(Problem to solve)
Copy the records from the start up to and including the line with "box: [43, 165, 800, 179]", changing "positive clicks" to "foreground clicks" and leaving everything else as it is.

(Data supplied)
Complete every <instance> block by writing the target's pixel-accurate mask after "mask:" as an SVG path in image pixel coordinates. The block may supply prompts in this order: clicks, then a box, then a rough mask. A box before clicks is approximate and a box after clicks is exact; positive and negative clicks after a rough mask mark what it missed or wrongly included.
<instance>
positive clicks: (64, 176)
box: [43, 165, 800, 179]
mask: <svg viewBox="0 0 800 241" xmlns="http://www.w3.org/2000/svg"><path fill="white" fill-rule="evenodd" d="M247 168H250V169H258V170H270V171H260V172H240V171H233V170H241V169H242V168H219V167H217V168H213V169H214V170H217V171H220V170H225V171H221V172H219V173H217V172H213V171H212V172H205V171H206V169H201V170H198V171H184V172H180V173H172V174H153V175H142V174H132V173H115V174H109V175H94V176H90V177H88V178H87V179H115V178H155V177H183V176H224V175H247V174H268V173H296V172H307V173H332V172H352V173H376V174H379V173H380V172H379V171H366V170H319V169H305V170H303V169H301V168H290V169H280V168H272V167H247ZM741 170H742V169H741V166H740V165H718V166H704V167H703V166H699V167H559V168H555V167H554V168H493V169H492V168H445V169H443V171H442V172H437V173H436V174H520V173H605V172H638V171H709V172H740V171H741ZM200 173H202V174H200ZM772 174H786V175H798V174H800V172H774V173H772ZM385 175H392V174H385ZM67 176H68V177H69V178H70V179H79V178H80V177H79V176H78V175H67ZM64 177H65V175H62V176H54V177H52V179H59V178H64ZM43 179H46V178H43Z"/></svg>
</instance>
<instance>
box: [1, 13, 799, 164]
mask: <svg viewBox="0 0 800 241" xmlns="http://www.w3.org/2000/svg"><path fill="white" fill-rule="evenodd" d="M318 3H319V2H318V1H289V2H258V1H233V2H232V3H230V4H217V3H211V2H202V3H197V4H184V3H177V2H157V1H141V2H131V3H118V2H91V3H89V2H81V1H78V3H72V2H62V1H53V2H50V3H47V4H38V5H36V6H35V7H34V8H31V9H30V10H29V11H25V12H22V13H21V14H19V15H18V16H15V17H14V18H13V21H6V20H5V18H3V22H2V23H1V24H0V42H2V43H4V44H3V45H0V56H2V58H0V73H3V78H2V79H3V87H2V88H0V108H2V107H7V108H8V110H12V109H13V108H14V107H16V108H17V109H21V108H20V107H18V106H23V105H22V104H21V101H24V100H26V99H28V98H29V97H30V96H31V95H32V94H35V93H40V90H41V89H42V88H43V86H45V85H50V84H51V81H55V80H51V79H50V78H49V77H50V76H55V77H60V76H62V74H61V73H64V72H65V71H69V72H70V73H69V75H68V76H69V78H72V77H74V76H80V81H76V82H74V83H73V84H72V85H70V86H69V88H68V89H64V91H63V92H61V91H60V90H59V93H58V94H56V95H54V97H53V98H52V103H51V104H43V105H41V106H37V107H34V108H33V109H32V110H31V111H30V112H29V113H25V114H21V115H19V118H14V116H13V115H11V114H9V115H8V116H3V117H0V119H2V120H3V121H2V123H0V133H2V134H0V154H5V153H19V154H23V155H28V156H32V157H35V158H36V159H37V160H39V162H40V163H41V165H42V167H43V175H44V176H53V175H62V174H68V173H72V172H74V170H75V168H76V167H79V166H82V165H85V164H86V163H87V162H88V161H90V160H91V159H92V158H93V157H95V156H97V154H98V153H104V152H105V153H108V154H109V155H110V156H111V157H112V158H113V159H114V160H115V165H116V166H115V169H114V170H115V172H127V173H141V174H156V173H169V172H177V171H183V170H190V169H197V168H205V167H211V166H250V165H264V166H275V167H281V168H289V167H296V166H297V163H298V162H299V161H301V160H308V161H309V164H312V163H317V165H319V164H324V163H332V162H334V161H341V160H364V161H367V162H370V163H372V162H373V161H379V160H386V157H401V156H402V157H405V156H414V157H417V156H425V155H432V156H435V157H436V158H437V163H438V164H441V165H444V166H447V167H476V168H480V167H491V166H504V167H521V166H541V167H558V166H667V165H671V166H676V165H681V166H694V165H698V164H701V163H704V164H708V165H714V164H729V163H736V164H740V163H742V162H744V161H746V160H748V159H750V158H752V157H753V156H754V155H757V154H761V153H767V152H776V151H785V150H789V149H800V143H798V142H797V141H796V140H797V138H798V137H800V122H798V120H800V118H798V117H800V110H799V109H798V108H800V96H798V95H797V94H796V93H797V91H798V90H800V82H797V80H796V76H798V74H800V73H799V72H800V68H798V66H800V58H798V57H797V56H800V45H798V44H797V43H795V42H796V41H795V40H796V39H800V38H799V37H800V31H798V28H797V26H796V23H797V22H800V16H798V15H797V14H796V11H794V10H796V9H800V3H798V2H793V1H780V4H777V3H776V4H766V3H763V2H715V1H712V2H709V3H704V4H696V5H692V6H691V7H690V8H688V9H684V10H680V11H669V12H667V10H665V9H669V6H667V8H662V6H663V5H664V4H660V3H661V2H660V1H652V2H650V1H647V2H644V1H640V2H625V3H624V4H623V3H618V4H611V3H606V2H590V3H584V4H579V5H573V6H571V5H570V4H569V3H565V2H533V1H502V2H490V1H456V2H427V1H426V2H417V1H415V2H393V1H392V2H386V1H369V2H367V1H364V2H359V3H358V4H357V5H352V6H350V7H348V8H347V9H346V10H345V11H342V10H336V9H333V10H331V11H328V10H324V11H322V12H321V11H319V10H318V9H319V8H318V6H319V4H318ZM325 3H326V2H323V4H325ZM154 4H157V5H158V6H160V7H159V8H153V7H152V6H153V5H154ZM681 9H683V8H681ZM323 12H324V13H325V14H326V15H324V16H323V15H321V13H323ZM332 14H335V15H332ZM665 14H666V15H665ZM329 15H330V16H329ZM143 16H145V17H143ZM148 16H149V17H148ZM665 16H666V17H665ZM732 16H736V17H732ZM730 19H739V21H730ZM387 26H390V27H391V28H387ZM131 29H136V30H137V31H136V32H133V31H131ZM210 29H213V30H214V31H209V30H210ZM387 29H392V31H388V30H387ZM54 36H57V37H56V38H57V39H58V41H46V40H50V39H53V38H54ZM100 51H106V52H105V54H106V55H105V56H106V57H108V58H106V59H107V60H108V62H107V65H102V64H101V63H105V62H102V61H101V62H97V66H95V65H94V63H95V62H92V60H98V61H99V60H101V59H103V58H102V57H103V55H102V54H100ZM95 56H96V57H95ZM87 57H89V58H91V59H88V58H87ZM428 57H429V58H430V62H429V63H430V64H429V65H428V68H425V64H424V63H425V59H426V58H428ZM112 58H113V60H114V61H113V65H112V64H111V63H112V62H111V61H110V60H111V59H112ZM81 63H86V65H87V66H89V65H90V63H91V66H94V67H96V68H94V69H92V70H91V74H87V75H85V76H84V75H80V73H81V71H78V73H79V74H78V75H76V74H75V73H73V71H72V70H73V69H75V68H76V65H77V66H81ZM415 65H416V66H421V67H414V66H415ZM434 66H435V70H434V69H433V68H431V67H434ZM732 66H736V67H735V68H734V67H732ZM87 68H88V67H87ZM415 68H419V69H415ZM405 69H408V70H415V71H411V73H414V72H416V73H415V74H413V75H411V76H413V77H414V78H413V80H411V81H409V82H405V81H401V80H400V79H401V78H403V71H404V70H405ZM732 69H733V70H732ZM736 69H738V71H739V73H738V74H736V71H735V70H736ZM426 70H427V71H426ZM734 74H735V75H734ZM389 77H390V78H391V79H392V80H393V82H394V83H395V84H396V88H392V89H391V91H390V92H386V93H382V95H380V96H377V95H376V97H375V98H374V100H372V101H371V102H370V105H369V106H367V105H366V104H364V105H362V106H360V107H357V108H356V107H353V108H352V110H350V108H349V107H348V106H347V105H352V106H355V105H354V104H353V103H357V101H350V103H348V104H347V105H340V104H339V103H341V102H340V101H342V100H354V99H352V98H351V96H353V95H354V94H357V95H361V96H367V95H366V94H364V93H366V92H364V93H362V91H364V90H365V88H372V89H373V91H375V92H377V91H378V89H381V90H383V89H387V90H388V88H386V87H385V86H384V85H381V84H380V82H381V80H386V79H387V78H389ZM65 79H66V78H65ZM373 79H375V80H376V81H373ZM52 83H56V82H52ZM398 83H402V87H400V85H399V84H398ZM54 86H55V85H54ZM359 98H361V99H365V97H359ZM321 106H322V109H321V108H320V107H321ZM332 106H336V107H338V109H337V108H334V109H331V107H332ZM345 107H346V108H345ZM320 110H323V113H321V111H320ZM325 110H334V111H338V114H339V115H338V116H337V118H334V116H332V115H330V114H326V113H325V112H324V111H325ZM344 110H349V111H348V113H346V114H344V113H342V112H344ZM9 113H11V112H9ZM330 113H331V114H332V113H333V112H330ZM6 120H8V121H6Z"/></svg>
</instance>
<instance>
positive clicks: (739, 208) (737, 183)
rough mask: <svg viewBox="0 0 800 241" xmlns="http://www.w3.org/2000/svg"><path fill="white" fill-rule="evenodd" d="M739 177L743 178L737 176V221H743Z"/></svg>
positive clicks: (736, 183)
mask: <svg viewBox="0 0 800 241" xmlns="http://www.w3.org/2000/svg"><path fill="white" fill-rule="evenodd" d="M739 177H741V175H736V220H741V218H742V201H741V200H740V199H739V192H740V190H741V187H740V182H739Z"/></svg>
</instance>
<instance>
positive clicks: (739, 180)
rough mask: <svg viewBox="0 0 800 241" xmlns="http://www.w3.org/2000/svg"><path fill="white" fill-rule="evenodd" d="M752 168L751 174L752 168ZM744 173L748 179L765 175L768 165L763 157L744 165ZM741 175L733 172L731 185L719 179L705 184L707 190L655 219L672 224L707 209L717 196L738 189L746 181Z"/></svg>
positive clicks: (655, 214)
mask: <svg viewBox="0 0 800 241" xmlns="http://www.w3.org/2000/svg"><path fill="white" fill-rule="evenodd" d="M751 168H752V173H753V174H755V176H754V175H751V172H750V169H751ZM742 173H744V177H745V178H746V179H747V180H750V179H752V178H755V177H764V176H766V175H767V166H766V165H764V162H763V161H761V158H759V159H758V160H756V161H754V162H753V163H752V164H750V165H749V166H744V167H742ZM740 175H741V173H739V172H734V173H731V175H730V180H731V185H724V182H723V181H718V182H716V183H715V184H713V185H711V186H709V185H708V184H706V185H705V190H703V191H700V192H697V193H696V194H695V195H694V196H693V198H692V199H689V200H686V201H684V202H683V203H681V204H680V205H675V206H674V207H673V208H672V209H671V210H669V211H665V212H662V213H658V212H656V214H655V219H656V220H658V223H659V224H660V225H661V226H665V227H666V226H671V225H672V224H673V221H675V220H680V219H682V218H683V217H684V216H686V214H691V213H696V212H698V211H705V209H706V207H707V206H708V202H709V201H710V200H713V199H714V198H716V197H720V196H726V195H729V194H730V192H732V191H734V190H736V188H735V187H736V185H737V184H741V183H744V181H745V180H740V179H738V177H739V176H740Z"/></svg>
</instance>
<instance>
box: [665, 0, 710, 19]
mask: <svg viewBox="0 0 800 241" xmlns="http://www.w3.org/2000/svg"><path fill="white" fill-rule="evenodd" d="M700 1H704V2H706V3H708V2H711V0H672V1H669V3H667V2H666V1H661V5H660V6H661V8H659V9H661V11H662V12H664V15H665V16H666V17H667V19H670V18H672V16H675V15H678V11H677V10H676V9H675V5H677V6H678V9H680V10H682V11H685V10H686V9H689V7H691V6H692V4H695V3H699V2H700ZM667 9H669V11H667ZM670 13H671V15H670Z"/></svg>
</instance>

(Written answer)
Complete every <instance> block by writing the target's pixel-accurate mask after "mask:" as an SVG path in image pixel coordinates. The block may supply prompts in this order: clicks, then a box, then a rough mask. A box before clicks is approximate and a box after clicks is exact; positive and negative clicks after a rough mask mark what it missed or wrongly included.
<instance>
foreground clicks: (64, 176)
box: [43, 165, 800, 179]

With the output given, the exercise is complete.